* _PROBLEM TO WORK ON_
Rewrite all of the data below as a two-column CSV with the header job,polygons. Give one row for every job: put its job text in the first column and its answer in the second, each in a single quoted field, with any line breaks replaced by spaces.

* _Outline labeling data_
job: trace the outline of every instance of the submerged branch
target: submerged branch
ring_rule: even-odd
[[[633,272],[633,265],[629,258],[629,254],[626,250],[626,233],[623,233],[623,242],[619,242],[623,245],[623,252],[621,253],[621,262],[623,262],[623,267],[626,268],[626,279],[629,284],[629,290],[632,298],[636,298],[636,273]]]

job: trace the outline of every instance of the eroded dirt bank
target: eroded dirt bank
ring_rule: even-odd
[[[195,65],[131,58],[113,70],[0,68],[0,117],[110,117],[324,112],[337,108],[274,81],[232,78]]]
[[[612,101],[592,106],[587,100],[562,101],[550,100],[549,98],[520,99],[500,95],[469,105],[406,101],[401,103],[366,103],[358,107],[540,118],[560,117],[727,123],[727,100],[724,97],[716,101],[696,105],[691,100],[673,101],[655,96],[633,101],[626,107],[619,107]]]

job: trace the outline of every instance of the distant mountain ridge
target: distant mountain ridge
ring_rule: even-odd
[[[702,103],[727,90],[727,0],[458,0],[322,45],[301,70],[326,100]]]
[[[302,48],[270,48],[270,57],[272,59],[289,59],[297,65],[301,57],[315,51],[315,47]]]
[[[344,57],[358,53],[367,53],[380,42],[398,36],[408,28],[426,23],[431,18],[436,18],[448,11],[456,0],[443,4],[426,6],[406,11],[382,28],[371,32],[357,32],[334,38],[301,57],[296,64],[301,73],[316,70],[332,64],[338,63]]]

* _FULL RESPONSE_
job,polygons
"job: trace the outline of every instance of the submerged branch target: submerged branch ring_rule: even-odd","[[[633,272],[633,265],[629,258],[629,254],[626,250],[626,233],[623,233],[623,242],[619,242],[623,245],[623,252],[621,253],[621,262],[623,262],[623,267],[626,268],[626,279],[629,284],[629,290],[632,298],[636,298],[636,273]]]"
"job: trace the outline of every instance of the eroded dirt bank target: eroded dirt bank ring_rule: even-odd","[[[195,65],[131,58],[113,70],[0,68],[0,117],[110,117],[324,112],[337,108],[274,81],[232,78]]] [[[612,101],[592,106],[587,100],[562,101],[550,100],[549,98],[520,99],[500,95],[469,105],[406,101],[401,103],[366,103],[358,107],[540,118],[560,117],[727,123],[727,100],[724,97],[716,101],[696,105],[691,100],[673,101],[655,96],[633,101],[626,107],[619,107]]]"
"job: trace the outline of every instance of the distant mountain ridge target: distant mountain ridge ring_rule: even-odd","[[[702,103],[727,90],[727,0],[458,0],[322,45],[301,70],[326,100]]] [[[302,48],[270,48],[270,57],[272,59],[289,59],[297,65],[301,57],[315,51],[315,47]]] [[[344,57],[358,53],[367,53],[380,42],[398,36],[408,28],[426,23],[431,18],[436,18],[448,11],[456,0],[443,4],[426,6],[406,11],[382,28],[371,32],[357,32],[334,38],[301,57],[296,64],[301,73],[316,70],[332,64],[338,63]]]"